*OBJECTIVES:*
1. Answer these questions about the Go interfaces tutorial, using facts it states:
(a) Which tutorial is listed as the next one?
(b) What is an interface in Go a collection of?
(c) In duck typing, what matters rather than an object's type?
2. Resume the Go interfaces tutorial from the point where it stops.

Next Tutorial – Iota
Previous Tutorial – Method

Now let’s check out the current tutorial. Below is the table of contents for current tutorial.

Overview

Interface is a type in Go which is a collection of method signatures. These collections of method signatures are meant to represent certain behaviour. The interface declares only the method set and any type which implements all methods of the interface is of that interface type.

Interface lets you use duck typing in golang. Now, what is duck typing?

Duck typing is a way in computer programming which lets you do duck test where we do not check type instead we check the only presence of some attributes or methods. So what really matters is whether an object has certain attributes and methods and not its type.

*LISTED ENTRIES:*
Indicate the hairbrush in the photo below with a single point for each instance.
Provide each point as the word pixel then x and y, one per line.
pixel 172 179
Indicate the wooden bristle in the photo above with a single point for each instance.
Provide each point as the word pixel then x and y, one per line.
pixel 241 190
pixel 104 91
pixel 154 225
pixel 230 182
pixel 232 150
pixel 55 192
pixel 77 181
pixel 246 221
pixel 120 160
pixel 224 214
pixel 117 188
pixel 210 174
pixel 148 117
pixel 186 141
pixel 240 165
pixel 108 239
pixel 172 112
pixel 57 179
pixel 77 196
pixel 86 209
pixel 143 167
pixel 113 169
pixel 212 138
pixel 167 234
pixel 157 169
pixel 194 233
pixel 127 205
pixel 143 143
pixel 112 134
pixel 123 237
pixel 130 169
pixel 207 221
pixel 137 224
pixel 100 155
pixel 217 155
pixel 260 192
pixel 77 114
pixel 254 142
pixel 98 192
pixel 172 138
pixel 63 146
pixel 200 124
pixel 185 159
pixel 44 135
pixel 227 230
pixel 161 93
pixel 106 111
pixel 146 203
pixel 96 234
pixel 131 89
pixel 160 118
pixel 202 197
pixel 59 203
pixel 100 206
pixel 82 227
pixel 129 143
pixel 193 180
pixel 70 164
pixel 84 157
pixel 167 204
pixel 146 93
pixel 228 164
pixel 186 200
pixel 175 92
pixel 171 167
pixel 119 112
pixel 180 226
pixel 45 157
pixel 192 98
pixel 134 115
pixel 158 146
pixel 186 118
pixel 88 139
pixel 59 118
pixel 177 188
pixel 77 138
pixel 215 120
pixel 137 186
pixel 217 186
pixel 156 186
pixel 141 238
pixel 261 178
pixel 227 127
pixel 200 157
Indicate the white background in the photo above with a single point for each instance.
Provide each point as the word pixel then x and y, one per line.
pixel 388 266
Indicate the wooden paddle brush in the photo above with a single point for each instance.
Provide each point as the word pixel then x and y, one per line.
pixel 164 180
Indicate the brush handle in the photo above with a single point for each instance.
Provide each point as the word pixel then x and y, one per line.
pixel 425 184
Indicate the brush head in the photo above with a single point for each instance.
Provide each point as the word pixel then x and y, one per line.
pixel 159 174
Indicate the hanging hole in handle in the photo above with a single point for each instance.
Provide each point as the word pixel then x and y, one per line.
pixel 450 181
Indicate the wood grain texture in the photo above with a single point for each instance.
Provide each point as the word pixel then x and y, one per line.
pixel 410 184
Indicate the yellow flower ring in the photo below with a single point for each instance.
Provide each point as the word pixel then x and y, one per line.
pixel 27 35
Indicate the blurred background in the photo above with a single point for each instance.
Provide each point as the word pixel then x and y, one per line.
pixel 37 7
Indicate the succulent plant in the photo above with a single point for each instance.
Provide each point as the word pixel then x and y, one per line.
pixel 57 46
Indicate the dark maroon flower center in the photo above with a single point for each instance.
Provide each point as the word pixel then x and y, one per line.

*TASK-BY-TASK OUTPUTS:*
1.
(a) Iota
(b) Method signatures
(c) Whether the object has certain attributes and methods

2.
Duck typing comes from the below phrase

If it walks like a duck and quack like a duck then it must be duck

Coming back to interface again. So what is interface?  As mentioned before also it is a collection of method signatures. It defines the exact set of methods that a type might have. Below is the signature of an interface, it has only method signatures

type name_of_interface interface{
//Method signature 1
//Method signature 2
}

Let’s understand the concept with the help of an example. Things will be more clear then. Let’s define an interface named animal. The animal interface has two methods breathe and walk. It defines only the method signatures and nothing else.

type animal interface {
    breathe()
    walk()
}

A method signature would include

With the above declaration, we created a new interface type i.e animal. It is ok to define a variable of animal type.

Let’s create a variable of animal interface type.

package main

import "fmt"

type animal interface {
    breathe()
    walk()
}

func main() {
    var a animal
    fmt.Println(a)
}

Output

nil

As seen in the above program it is ok to create a variable of interface type. It prints nil as the default zero value of an interface is nil.

Implementing an Interface

Any type which implements the breathe and walk method then it is said to implement the animal interface. So if we define a lion struct and implements the breathe and walk method then it will implement the animal interface.

package main

import "fmt"

type animal interface {
    breathe()
    walk()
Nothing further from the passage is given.